▸ Items:
BEGIN

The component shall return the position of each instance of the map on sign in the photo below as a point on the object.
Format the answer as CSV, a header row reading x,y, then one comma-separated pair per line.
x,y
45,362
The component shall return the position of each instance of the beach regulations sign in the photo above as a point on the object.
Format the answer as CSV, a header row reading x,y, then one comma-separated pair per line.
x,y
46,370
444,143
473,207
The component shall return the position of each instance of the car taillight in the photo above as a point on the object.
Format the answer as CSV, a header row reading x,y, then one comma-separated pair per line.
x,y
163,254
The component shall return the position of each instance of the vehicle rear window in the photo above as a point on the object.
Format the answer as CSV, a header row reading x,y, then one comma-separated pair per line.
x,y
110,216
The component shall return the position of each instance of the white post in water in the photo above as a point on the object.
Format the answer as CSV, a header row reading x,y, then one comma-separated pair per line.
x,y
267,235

END

▸ Exercise objective: Please write out every one of the lines above word for word, keeping the same order and wording.

▸ Completed exercise:
The component shall return the position of each instance of the map on sign in the photo below as a point on the object.
Format the answer as CSV, a header row reading x,y, then one comma-separated pair per line.
x,y
45,362
The component shall return the position of each instance of the beach regulations sign in the photo above as a point on the object.
Format the answer as CSV, a header row reading x,y, then one comma-separated pair per line.
x,y
46,370
444,143
473,207
The component shall return the position of each instance of the car taillight in the photo above as a point on the object.
Format the answer as CSV, a header row reading x,y, then one comma-separated pair per line.
x,y
163,254
The component shall return the position of each instance of the vehicle rear window in the photo above as a point on the object.
Format the answer as CSV, a header row reading x,y, then one comma-separated pair per line.
x,y
110,216
The component shall return the position of each instance of the white post in water in the photo above as a point on the object.
Format the answer as CSV, a header row reading x,y, then one comma-separated pair per line.
x,y
267,235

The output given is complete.